* [Dokumenttext]
###

Warum mechanische Beatmung den Lungen von Frühchen schaden kann, haben Physiker:innen und Mediziner:innen der Universität Leipzig in einer interdisziplinären Studie nachgewiesen.

In Deutschland werden rund 10 Prozent aller Kinder vor der 37. Schwangerschaftswoche geboren und gelten damit als Frühgeborene. Viele dieser Frühchen brauchen aufgrund ihrer unterentwickelten Lunge Atemhilfe. Dabei zeigt sich jedoch im klinischen Alltag, dass gerade eine maschinelle Beatmung die Lunge irreversibel schädigen kann, wobei die genauen Ursachen bisher nicht bekannt sind.

In einer interdisziplinären Studie konnten Physiker:innen und Mediziner:innen der Universität Leipzig zeigen, dass ein erhöhter Druck auf das Lungengewebe wie bei einer maschinellen Beatmung die Gefahr birgt, das Gewebe bereits bei kleinen Luftmengen zu überdehnen und die Funktion der Zellen beim Gasaustausch zu stören (siehe Frontiers in Bioengineering and Biotechnology, online seit 16.9.2022).

###

* [Vorliegende Angaben]
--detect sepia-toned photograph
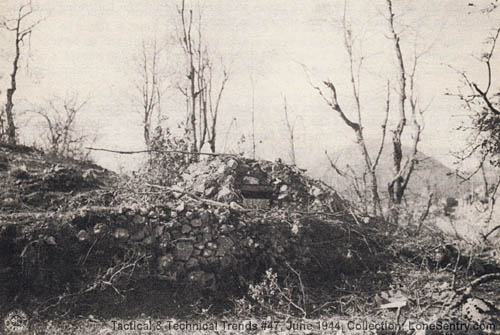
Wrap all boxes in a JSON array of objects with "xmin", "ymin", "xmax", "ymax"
[{"xmin": 0, "ymin": 0, "xmax": 500, "ymax": 335}]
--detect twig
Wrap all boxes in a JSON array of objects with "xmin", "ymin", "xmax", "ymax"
[
  {"xmin": 456, "ymin": 272, "xmax": 500, "ymax": 292},
  {"xmin": 415, "ymin": 192, "xmax": 434, "ymax": 235},
  {"xmin": 85, "ymin": 147, "xmax": 238, "ymax": 157},
  {"xmin": 146, "ymin": 183, "xmax": 242, "ymax": 211}
]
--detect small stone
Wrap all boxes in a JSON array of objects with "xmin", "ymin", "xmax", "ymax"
[
  {"xmin": 175, "ymin": 201, "xmax": 186, "ymax": 213},
  {"xmin": 94, "ymin": 223, "xmax": 107, "ymax": 235},
  {"xmin": 113, "ymin": 228, "xmax": 129, "ymax": 240},
  {"xmin": 207, "ymin": 242, "xmax": 217, "ymax": 250},
  {"xmin": 159, "ymin": 237, "xmax": 170, "ymax": 250},
  {"xmin": 116, "ymin": 215, "xmax": 128, "ymax": 223},
  {"xmin": 45, "ymin": 236, "xmax": 57, "ymax": 245},
  {"xmin": 188, "ymin": 271, "xmax": 205, "ymax": 283},
  {"xmin": 133, "ymin": 214, "xmax": 146, "ymax": 225},
  {"xmin": 200, "ymin": 211, "xmax": 210, "ymax": 224},
  {"xmin": 217, "ymin": 186, "xmax": 234, "ymax": 201},
  {"xmin": 205, "ymin": 186, "xmax": 215, "ymax": 197},
  {"xmin": 158, "ymin": 254, "xmax": 178, "ymax": 270},
  {"xmin": 186, "ymin": 257, "xmax": 200, "ymax": 269},
  {"xmin": 194, "ymin": 242, "xmax": 205, "ymax": 250},
  {"xmin": 220, "ymin": 256, "xmax": 233, "ymax": 268},
  {"xmin": 175, "ymin": 242, "xmax": 193, "ymax": 261},
  {"xmin": 155, "ymin": 225, "xmax": 165, "ymax": 237},
  {"xmin": 217, "ymin": 164, "xmax": 230, "ymax": 175},
  {"xmin": 203, "ymin": 249, "xmax": 213, "ymax": 257},
  {"xmin": 193, "ymin": 182, "xmax": 205, "ymax": 194},
  {"xmin": 191, "ymin": 219, "xmax": 203, "ymax": 228},
  {"xmin": 142, "ymin": 236, "xmax": 154, "ymax": 245},
  {"xmin": 130, "ymin": 230, "xmax": 146, "ymax": 241},
  {"xmin": 309, "ymin": 186, "xmax": 324, "ymax": 198},
  {"xmin": 217, "ymin": 235, "xmax": 234, "ymax": 256},
  {"xmin": 227, "ymin": 159, "xmax": 238, "ymax": 170}
]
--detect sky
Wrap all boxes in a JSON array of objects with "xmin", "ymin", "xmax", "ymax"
[{"xmin": 0, "ymin": 0, "xmax": 500, "ymax": 176}]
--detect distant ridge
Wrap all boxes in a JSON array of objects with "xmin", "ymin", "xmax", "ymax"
[{"xmin": 309, "ymin": 145, "xmax": 488, "ymax": 199}]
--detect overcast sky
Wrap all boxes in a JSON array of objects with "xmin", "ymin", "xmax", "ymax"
[{"xmin": 0, "ymin": 0, "xmax": 500, "ymax": 173}]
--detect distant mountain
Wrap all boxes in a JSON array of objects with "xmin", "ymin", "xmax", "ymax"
[{"xmin": 309, "ymin": 145, "xmax": 490, "ymax": 202}]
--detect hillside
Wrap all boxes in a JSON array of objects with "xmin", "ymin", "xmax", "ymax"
[{"xmin": 0, "ymin": 146, "xmax": 500, "ymax": 335}]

###

Schreiben Sie aus dem Text über die Beatmung von Frühchen alles ab, was von „In Deutschland werden“ bis hinunter zu „online seit 16.9.2022).“ reicht.

In Deutschland werden rund 10 Prozent aller Kinder vor der 37. Schwangerschaftswoche geboren und gelten damit als Frühgeborene. Viele dieser Frühchen brauchen aufgrund ihrer unterentwickelten Lunge Atemhilfe. Dabei zeigt sich jedoch im klinischen Alltag, dass gerade eine maschinelle Beatmung die Lunge irreversibel schädigen kann, wobei die genauen Ursachen bisher nicht bekannt sind.

In einer interdisziplinären Studie konnten Physiker:innen und Mediziner:innen der Universität Leipzig zeigen, dass ein erhöhter Druck auf das Lungengewebe wie bei einer maschinellen Beatmung die Gefahr birgt, das Gewebe bereits bei kleinen Luftmengen zu überdehnen und die Funktion der Zellen beim Gasaustausch zu stören (siehe Frontiers in Bioengineering and Biotechnology, online seit 16.9.2022).